== Data provided ==
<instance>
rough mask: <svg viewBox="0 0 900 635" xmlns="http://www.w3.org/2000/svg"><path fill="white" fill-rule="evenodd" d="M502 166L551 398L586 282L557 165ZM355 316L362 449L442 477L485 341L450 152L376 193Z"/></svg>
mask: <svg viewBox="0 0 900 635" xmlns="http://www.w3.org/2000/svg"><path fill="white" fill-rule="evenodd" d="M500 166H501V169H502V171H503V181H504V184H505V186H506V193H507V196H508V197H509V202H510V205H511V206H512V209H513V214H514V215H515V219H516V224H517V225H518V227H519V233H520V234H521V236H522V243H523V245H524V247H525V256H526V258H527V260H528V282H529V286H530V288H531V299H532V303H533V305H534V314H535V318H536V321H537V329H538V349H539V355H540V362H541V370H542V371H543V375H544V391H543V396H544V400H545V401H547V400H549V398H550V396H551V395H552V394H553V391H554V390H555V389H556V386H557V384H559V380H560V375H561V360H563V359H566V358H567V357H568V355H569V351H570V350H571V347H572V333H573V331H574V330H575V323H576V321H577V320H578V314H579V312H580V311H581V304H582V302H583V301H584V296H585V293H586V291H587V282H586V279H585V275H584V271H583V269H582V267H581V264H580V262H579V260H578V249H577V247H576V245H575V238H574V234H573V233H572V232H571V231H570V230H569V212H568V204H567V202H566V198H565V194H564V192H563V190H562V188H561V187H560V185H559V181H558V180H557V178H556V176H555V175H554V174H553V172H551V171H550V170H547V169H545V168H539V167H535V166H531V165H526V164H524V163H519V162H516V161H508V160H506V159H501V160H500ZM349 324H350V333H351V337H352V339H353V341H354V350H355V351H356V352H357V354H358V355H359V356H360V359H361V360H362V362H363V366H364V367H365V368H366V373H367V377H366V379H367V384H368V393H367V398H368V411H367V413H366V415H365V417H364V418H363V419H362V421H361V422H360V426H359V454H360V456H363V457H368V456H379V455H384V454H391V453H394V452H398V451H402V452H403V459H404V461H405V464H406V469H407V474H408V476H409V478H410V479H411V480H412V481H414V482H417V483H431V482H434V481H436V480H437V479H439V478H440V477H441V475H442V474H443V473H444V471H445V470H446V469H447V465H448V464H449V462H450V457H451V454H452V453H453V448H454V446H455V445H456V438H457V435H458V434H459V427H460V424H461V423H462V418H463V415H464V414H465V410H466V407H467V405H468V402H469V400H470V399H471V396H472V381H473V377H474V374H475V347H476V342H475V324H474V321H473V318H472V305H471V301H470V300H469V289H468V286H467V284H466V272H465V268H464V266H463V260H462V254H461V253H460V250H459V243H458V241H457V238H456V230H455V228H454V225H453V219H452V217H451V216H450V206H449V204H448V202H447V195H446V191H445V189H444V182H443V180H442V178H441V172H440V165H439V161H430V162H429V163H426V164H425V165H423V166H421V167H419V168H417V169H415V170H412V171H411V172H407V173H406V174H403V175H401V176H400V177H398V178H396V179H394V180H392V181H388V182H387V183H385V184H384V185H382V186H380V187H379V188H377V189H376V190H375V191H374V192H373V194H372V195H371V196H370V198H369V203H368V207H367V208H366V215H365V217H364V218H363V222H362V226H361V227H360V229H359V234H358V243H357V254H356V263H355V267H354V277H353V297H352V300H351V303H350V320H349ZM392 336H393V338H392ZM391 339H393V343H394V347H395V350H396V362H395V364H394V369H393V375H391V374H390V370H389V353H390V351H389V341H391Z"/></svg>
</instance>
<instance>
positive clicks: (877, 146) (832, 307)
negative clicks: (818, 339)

== Problem to solve ==
Your answer is the line containing "</instance>" plus every line after it through the end of the entries, given again exactly and alone.

== Solution to this task ==
</instance>
<instance>
positive clicks: (877, 146) (832, 307)
negative clicks: (818, 339)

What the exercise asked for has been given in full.